입력 자료:
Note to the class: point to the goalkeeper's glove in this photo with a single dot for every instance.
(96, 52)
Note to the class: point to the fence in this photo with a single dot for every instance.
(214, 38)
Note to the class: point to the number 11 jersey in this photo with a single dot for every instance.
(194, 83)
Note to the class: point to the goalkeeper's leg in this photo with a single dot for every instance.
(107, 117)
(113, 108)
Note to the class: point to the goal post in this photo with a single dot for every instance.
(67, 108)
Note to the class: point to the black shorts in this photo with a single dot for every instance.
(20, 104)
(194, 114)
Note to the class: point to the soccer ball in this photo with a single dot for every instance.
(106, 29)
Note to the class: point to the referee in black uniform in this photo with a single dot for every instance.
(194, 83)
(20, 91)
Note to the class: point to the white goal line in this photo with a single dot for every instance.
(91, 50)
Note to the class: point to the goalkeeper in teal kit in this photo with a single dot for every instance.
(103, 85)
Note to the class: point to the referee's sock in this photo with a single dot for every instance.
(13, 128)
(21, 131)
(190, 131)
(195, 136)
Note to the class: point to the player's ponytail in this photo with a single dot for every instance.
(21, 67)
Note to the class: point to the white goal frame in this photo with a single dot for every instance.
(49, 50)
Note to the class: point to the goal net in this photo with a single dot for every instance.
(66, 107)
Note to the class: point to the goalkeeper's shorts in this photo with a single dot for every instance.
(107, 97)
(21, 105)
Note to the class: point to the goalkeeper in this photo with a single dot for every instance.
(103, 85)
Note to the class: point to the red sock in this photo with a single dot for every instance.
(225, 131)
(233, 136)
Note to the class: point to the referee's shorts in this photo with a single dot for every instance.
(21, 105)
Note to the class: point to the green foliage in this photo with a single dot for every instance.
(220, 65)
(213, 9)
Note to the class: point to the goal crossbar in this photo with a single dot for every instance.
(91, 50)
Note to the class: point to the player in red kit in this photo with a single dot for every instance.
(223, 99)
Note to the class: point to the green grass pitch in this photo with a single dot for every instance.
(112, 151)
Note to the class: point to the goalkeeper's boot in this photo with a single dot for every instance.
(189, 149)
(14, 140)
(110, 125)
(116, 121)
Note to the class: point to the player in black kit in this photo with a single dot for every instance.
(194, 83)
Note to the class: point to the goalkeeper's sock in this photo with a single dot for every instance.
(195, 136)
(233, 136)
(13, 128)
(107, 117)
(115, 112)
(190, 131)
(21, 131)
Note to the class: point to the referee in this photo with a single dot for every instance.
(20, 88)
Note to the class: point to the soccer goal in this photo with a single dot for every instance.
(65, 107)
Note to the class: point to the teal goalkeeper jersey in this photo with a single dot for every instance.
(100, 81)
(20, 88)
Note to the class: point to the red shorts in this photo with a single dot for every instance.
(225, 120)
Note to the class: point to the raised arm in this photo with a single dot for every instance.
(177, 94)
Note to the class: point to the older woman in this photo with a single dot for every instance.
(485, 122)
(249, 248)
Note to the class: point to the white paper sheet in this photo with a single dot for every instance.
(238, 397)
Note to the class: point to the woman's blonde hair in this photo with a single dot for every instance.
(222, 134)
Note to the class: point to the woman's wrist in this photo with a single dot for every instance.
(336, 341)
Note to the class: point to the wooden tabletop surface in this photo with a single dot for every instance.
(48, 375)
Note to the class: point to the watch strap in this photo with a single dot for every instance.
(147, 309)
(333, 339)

과제 목표:
"Note to the class: point to the woman's blonde" 문구가 들어 있는 줄부터 자료의 마지막 줄까지, 양 끝을 포함해 모든 줄을 다시 적으세요. 이때 답으로 주어진 좌표의 모든 숫자에는 -90을 더하세요.

과제 답안:
Note to the class: point to the woman's blonde hair in this photo with a single dot for every instance.
(132, 44)
Note to the class: point to the woman's wrist in this photo with a single dot for every instance.
(246, 251)
Note to the class: point to the wooden tabletop surface in this photo with a single dot for every instance.
(-42, 285)
Note to the class: point to the watch strap in this photo with a single dot for every instance.
(57, 219)
(243, 249)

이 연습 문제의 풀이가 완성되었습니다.